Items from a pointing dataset
____

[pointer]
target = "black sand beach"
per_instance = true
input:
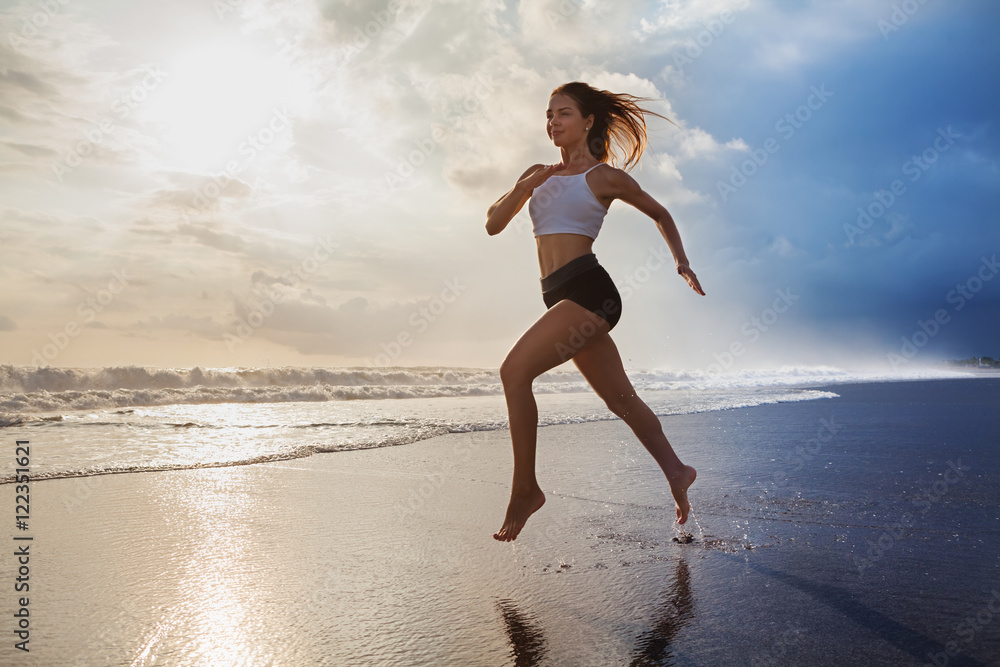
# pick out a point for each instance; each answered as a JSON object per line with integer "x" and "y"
{"x": 858, "y": 530}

____

* [Problem details]
Format the items above as a two-column CSV with the header row "request,answer". Give one row per item: put the request text and its answer each in a single quoted field, replace line breaks with spaces, and leave out the pictures.

* [Output for this task]
request,answer
"[pointer] target = ""black sand beach"" per_instance = true input: # pick out a point for each instance; each answered as a JSON object per line with integer ""x"" and ""y""","{""x"": 858, ""y"": 530}"